Dataset extract:
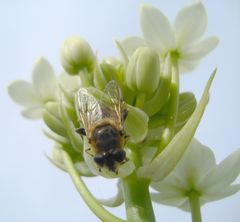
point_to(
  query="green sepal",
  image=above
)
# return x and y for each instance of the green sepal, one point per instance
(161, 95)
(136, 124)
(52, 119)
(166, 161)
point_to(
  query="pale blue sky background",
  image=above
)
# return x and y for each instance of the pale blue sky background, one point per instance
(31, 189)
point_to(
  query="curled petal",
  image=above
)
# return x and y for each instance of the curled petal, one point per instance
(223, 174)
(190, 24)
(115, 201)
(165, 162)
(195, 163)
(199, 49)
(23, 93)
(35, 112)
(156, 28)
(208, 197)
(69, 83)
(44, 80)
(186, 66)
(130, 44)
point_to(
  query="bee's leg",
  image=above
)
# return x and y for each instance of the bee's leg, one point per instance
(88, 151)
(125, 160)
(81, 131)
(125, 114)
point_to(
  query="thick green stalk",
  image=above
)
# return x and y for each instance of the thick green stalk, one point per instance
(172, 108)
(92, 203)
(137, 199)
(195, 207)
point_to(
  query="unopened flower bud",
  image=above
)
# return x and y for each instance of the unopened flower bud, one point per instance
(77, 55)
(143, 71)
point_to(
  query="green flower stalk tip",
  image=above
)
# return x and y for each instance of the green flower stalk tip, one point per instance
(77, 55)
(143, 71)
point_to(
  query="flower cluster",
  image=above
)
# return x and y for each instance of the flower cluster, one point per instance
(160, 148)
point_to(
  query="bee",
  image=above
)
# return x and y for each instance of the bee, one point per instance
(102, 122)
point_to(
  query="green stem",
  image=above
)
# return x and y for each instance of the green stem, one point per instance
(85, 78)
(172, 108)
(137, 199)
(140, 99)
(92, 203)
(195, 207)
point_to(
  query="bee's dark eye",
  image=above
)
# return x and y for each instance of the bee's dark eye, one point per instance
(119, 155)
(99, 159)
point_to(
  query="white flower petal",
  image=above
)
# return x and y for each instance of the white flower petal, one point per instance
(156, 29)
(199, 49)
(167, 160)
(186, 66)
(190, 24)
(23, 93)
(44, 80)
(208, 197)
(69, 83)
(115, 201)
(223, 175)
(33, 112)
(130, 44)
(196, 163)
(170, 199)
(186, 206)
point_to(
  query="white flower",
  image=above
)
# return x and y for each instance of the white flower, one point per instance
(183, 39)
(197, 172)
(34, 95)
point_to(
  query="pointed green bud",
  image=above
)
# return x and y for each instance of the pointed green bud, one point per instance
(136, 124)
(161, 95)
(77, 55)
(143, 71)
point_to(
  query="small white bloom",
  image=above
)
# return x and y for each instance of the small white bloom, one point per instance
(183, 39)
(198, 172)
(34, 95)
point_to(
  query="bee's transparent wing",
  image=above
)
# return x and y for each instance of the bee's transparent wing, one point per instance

Task brief: Give a verbatim transcription of the entries, leaving out the pictures.

Response box:
point_to(
  query="green sepal",
  image=above
)
# return x and y for each instance of the green sepal, one point per instance
(161, 95)
(136, 124)
(52, 119)
(166, 161)
point_to(
  query="pale blue sky background",
  image=above
)
# return x and y for each instance of the pale blue sky background, one point per instance
(31, 189)
point_to(
  query="curled petal",
  image=above
)
# return x and y for each instance of the curled petal, one point per instance
(223, 174)
(190, 24)
(115, 201)
(165, 162)
(195, 163)
(199, 49)
(23, 93)
(35, 112)
(156, 28)
(208, 197)
(69, 83)
(44, 80)
(186, 66)
(130, 44)
point_to(
  query="bee's leg",
  image=above
)
# return x and y for each instance of the bee's leg, one point per instance
(88, 151)
(125, 160)
(81, 131)
(125, 114)
point_to(
  query="thick green stalk",
  image=above
)
# return x and y for each instance of the thick green stalk, one point per instance
(172, 108)
(92, 203)
(137, 199)
(195, 207)
point_to(
  query="unopened flower bud",
  image=above
)
# return x and y for each instance of the unopened flower bud, one point per instance
(77, 55)
(143, 71)
point_to(
  query="green flower stalk tip",
  image=above
)
# return x and y for each instance of the green flower stalk tip, one point per instance
(77, 55)
(143, 71)
point_to(
  query="flower cluster",
  image=above
)
# return x and y for each instance of the flower cluster, one point per instance
(160, 148)
point_to(
  query="bee",
  image=above
)
# return x and y for each instance of the bee, one point per instance
(102, 122)
point_to(
  query="green stem",
  image=above
)
# return x and y for each instance of the green stem, one point per instance
(85, 78)
(172, 108)
(137, 199)
(140, 99)
(92, 203)
(195, 207)
point_to(
  query="bee's dark eye",
  image=above
)
# return x and y for each instance of the bee's dark eye, one point per instance
(119, 155)
(99, 159)
point_to(
  query="white flower petal",
  image=above
)
# return x and y for each instance of the white flower petal, one point per instance
(156, 29)
(199, 49)
(167, 160)
(186, 66)
(190, 24)
(23, 93)
(44, 80)
(208, 197)
(69, 83)
(115, 201)
(223, 175)
(33, 112)
(130, 44)
(196, 163)
(170, 199)
(186, 206)
point_to(
  query="white flower",
  image=above
)
# return x and y for each instance of the white flower, one point per instance
(183, 39)
(197, 172)
(34, 95)
point_to(
  query="pointed green bud",
  image=above
)
# return x and y for each instance of the pointed green bud, one point per instance
(136, 124)
(161, 95)
(77, 55)
(143, 71)
point_to(
  query="small white bloom",
  image=above
)
# return x and y for each instance of the small white bloom, one point per instance
(183, 39)
(198, 172)
(34, 95)
point_to(
  query="bee's transparent wing",
  image=above
)
# return x and y for each instance of the bee's transparent wing, one point per instance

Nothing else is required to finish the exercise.